● **WRITTEN TASK**: Render the stretch from the line containing "target: green metal chair" through the end of the items, both ends included, as a Markdown table with the columns Row and Line. Give each line its own numbered row and leave out blank lines.

● **SOURCE DATA**:
☆ ☆ ☆ ☆ ☆ ☆ ☆

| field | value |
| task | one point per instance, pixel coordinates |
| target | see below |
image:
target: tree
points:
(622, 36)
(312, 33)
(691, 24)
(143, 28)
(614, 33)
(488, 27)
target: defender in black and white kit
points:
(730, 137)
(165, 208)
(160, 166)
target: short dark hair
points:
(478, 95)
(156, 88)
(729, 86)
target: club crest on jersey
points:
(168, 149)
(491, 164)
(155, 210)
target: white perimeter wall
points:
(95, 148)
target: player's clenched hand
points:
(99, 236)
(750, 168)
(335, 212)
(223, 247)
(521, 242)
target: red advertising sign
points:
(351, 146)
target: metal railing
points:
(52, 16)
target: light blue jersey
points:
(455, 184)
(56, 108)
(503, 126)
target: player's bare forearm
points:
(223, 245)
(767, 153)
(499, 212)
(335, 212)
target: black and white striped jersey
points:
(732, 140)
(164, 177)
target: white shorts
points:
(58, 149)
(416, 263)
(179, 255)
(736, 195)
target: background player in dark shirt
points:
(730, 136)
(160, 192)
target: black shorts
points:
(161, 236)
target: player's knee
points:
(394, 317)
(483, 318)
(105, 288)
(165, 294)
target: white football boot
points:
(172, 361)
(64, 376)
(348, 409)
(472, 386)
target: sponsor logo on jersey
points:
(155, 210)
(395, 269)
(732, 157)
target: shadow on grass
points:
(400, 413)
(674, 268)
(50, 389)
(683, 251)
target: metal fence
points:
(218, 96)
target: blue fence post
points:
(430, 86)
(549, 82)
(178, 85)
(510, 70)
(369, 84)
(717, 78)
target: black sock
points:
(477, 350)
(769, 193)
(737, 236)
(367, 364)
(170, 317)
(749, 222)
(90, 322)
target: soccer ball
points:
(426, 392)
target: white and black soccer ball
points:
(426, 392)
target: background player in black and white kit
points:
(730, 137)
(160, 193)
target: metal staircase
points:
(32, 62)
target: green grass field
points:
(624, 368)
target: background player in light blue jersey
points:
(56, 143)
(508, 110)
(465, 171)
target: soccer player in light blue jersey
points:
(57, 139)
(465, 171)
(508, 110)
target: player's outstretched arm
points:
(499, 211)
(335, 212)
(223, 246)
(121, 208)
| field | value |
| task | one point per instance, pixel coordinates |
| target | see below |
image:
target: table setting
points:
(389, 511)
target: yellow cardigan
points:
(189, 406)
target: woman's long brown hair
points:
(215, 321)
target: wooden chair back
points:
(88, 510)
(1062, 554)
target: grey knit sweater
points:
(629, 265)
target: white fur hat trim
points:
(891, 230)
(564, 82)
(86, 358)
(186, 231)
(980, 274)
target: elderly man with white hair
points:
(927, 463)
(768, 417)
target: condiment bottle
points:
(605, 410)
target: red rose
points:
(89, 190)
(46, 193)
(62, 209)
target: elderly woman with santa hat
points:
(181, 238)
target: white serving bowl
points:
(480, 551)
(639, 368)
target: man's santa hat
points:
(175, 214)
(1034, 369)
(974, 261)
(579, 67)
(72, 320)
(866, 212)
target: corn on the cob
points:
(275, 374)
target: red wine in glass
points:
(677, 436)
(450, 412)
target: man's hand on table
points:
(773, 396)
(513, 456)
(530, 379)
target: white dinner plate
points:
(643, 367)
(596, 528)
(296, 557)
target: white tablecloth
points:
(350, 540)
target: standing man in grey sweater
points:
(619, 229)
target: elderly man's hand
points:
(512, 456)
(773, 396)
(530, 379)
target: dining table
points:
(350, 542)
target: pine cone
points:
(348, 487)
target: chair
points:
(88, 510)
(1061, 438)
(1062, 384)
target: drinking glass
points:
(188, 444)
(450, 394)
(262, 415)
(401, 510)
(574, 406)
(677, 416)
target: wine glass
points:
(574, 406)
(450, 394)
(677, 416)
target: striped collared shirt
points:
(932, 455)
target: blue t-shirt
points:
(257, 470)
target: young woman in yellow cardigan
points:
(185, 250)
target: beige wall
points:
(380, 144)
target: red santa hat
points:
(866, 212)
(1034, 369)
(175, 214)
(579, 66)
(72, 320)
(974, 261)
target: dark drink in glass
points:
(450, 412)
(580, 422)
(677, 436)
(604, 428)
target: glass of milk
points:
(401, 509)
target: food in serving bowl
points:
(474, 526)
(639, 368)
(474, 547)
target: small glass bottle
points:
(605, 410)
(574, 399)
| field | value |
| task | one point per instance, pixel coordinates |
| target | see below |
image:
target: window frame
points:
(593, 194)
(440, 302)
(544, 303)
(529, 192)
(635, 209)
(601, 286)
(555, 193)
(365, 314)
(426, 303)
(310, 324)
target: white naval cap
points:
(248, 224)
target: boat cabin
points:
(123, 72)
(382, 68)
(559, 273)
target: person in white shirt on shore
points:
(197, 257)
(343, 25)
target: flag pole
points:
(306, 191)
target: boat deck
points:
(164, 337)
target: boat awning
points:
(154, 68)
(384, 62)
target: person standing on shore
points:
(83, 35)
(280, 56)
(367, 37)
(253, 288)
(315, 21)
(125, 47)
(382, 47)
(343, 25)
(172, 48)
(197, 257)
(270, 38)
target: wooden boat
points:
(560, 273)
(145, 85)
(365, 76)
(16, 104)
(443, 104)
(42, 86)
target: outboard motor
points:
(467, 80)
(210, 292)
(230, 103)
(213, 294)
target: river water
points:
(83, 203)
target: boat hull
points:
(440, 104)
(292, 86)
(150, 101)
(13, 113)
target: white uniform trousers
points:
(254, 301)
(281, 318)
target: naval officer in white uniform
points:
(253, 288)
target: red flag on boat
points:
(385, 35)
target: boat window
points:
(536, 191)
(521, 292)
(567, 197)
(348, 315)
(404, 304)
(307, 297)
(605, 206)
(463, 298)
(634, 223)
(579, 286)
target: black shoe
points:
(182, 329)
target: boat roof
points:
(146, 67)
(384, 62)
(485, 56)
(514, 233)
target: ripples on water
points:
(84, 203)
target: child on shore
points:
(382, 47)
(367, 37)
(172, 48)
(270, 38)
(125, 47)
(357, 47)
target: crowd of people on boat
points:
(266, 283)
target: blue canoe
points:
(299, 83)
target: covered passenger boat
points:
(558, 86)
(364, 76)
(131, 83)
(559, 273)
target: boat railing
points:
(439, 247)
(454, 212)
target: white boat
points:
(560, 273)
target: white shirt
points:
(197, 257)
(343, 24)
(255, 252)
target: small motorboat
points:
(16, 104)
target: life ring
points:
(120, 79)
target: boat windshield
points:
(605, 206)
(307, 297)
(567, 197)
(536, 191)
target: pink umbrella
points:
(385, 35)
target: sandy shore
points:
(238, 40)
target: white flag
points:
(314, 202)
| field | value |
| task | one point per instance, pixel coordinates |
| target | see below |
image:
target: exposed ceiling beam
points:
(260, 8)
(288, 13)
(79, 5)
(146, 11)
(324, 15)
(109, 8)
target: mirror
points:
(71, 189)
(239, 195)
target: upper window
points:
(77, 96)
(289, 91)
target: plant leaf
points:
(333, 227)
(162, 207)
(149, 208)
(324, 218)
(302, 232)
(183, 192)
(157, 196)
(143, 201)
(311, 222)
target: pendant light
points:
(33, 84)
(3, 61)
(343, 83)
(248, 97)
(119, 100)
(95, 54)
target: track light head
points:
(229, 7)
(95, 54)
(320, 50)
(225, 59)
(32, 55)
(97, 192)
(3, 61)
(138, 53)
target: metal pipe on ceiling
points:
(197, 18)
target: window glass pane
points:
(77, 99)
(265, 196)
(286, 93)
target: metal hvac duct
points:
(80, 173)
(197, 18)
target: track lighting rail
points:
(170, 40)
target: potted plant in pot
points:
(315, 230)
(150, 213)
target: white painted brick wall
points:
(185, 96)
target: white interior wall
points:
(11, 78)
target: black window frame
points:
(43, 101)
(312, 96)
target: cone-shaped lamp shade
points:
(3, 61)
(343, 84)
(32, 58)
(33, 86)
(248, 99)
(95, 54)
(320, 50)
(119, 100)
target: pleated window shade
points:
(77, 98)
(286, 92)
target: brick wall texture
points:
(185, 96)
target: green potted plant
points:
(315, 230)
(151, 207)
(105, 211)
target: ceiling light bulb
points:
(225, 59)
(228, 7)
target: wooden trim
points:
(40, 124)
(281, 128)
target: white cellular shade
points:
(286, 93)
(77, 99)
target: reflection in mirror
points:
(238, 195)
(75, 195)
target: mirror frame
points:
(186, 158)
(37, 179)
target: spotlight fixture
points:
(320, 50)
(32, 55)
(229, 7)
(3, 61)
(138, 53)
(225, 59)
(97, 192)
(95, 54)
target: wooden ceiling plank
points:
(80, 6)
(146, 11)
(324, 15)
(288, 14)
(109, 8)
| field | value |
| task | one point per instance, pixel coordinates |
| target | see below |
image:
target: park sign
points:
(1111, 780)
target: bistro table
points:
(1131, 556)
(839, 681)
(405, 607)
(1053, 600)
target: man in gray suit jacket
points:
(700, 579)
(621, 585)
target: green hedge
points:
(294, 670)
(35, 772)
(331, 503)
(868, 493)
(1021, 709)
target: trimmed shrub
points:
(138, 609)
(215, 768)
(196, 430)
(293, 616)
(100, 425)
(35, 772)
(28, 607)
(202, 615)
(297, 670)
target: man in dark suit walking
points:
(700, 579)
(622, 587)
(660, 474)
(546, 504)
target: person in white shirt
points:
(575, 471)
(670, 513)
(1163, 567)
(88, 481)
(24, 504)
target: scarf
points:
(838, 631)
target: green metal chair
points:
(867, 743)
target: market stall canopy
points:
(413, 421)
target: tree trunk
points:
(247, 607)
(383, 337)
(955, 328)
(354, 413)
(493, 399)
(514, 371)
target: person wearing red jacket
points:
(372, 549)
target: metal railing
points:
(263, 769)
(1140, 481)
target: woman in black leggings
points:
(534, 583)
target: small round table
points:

☆ ☆ ☆ ☆ ☆ ☆ ☆

● **WORKED ANSWER**:
| Row | Line |
|---|---|
| 1 | target: green metal chair |
| 2 | points: |
| 3 | (867, 743) |
| 4 | target: market stall canopy |
| 5 | points: |
| 6 | (413, 421) |
| 7 | target: tree trunk |
| 8 | points: |
| 9 | (247, 607) |
| 10 | (383, 337) |
| 11 | (955, 328) |
| 12 | (354, 413) |
| 13 | (493, 399) |
| 14 | (514, 371) |
| 15 | target: person wearing red jacket |
| 16 | points: |
| 17 | (372, 549) |
| 18 | target: metal railing |
| 19 | points: |
| 20 | (263, 769) |
| 21 | (1140, 481) |
| 22 | target: woman in black leggings |
| 23 | points: |
| 24 | (534, 583) |
| 25 | target: small round table |
| 26 | points: |